**Passage given:**
We’ve written previously about artisanal turrón, which continues to be handmade by a few family-run companies. In addition to the traditional Xixona and Alicante varieties, there are also local classics like the turrón de yema, or burnt yolk variety (great for sugar addicts), and modern versions with chocolate, praline and with fruit – a particular favorite of children.

The younger set carries on the beloved tradition of “feeding” Caga Tío, or ye olde Christmas Log, treats to get presents. They might offer it the Andalusian shortbreads known as mantecados, or the sugar-dusted version, polvorones. In return, they might receive turrón or neulas, rolled wafer cookies that nowadays come in all kinds of variations. (Some shops, like the historic Planelles Donat, sell sugar-free, gluten-free and/or lactose-free versions of these sweets.)

**Written exercise a:**
Report how many lines of the rows contain the string "placemat", giving only the number.
The passage about Christmas sweets and the rows come from unrelated sources.

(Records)
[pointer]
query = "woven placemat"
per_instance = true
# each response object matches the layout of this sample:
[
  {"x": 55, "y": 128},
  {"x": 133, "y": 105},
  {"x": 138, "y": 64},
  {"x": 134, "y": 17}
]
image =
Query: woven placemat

**Written exercise b:**
Rewrite the passage about Christmas sweets, starting with "The younger set" and going on through "of these sweets.)", changing "neulas" to "wafer rolls".

**Written reply a:**
2

**Written reply b:**
The younger set carries on the beloved tradition of “feeding” Caga Tío, or ye olde Christmas Log, treats to get presents. They might offer it the Andalusian shortbreads known as mantecados, or the sugar-dusted version, polvorones. In return, they might receive turrón or wafer rolls, rolled wafer cookies that nowadays come in all kinds of variations. (Some shops, like the historic Planelles Donat, sell sugar-free, gluten-free and/or lactose-free versions of these sweets.)